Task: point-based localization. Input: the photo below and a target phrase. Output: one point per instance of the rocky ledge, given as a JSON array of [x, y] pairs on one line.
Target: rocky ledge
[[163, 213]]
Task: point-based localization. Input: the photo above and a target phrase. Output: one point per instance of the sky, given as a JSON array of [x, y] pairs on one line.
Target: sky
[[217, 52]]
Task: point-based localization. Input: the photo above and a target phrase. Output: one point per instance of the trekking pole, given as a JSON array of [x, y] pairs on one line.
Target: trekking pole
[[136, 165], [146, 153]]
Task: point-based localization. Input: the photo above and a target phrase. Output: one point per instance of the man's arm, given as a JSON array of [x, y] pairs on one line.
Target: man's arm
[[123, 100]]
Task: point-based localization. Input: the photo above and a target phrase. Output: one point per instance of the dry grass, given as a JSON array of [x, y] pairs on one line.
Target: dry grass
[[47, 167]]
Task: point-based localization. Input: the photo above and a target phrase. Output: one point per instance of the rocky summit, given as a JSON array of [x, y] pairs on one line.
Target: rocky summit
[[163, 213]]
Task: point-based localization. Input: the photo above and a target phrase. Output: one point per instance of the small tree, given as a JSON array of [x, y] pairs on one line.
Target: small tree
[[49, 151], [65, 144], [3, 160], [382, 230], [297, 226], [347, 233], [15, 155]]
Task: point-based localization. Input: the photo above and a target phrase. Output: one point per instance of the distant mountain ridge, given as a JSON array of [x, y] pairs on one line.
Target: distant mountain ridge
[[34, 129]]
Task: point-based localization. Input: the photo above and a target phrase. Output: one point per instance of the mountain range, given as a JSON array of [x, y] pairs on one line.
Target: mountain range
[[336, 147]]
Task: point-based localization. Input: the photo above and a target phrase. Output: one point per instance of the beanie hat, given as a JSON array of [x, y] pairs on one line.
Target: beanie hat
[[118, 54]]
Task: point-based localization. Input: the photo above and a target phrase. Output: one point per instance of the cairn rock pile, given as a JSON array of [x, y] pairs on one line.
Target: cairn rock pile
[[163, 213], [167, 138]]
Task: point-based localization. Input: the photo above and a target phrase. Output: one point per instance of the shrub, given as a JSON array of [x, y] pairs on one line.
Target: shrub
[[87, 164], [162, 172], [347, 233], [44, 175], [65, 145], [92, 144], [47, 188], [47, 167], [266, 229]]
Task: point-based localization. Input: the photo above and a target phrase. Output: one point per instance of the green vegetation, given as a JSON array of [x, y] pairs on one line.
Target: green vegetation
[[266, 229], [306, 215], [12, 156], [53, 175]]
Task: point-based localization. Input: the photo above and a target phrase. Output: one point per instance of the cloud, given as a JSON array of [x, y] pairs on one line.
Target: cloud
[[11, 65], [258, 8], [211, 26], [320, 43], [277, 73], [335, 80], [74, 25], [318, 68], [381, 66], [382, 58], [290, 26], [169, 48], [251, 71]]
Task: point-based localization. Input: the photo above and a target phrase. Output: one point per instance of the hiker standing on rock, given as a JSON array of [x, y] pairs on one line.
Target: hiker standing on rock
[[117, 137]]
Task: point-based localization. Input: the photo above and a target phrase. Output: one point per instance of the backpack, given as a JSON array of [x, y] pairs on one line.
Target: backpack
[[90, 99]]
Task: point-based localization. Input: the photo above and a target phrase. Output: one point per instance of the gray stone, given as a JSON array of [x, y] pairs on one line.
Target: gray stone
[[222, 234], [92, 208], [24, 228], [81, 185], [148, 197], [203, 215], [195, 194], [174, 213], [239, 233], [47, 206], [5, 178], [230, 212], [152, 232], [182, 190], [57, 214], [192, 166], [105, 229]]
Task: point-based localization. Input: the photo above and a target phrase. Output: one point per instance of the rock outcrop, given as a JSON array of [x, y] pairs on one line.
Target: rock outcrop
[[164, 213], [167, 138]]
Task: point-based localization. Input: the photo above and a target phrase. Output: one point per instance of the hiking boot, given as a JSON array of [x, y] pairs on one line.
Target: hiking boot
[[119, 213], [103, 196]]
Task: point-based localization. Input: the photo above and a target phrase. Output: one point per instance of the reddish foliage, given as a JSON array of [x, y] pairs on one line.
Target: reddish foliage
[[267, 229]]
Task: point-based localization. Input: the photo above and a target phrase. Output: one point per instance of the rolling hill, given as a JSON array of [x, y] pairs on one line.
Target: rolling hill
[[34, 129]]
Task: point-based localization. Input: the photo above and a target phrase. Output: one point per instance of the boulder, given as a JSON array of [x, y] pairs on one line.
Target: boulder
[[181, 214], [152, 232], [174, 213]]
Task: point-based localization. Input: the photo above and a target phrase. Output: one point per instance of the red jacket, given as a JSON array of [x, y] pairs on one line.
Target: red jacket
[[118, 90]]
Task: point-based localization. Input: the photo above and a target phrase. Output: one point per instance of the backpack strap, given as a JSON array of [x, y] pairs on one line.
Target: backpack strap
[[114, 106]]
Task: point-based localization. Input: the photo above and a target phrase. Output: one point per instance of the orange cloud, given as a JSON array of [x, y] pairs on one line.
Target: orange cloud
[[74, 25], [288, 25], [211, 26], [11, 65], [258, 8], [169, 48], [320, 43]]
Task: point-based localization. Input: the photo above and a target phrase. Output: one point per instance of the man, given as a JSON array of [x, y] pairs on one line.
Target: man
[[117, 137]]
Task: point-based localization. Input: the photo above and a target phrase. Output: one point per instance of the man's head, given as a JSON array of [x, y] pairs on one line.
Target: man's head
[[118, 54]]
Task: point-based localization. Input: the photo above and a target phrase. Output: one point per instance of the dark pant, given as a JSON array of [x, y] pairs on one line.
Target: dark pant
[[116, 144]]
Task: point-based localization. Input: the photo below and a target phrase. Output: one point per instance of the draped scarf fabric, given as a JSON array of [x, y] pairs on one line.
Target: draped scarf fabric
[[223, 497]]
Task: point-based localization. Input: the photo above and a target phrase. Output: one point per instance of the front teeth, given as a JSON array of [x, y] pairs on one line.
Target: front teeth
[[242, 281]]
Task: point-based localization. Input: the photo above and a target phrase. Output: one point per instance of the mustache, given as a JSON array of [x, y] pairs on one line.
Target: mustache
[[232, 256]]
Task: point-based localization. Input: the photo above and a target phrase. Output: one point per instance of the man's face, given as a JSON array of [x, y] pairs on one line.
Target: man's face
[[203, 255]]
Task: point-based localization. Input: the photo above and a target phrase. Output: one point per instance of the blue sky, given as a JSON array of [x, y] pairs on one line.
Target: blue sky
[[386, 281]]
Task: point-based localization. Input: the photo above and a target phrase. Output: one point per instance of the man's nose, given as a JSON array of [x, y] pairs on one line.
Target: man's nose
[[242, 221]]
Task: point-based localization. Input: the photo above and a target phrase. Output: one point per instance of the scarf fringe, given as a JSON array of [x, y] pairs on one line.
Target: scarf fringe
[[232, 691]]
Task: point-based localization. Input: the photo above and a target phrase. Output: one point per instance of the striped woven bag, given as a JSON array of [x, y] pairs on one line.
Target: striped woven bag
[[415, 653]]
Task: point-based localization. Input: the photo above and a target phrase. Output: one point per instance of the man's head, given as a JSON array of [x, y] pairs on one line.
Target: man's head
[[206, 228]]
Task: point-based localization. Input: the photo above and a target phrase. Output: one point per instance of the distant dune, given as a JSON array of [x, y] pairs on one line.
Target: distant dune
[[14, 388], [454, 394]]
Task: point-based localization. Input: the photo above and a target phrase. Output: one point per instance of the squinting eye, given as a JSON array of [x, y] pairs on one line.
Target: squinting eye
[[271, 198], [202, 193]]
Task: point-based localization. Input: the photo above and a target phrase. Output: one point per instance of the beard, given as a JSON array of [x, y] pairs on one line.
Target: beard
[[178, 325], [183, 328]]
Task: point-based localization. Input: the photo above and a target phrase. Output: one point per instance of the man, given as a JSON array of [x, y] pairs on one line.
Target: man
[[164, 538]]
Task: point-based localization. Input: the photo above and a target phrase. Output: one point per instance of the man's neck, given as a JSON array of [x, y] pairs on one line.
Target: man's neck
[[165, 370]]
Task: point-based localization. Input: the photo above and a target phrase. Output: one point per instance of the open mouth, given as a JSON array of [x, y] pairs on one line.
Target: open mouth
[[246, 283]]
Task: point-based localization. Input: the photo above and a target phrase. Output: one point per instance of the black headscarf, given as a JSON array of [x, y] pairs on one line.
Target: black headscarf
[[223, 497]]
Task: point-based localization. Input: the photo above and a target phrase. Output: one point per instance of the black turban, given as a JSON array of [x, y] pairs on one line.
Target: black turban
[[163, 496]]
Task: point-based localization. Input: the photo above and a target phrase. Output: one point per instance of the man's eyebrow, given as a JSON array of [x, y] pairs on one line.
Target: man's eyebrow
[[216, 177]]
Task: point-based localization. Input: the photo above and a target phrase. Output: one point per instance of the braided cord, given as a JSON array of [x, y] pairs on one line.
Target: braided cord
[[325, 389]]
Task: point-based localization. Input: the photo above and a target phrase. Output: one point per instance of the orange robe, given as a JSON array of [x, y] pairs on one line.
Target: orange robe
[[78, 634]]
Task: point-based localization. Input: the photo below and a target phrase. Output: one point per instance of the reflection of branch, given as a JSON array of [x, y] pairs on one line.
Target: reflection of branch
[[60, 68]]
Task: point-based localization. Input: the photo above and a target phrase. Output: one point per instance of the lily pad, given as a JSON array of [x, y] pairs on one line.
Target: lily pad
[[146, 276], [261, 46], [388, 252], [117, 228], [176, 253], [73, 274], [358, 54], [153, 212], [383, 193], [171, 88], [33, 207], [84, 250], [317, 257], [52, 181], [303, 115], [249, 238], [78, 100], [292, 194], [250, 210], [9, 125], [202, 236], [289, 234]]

# WHAT IS EXPECTED
Copy each line in the listing where "below" appears.

# RESPONSE
Task: point-based localization. Input: the photo below and a target phrase. Output: one point per instance of the rocky ledge, given as a JSON array of [x, y] pairs on one line.
Task: point-based localization. Input: the photo below and a target phrase. Output: one point per instance of the draped scarf fabric, given as a JSON array of [x, y] pairs on one line.
Task: point-based localization. Input: the photo below and a target phrase. Output: one point per instance of the reflection of branch, given as a JSON array of [x, y] pairs on one line.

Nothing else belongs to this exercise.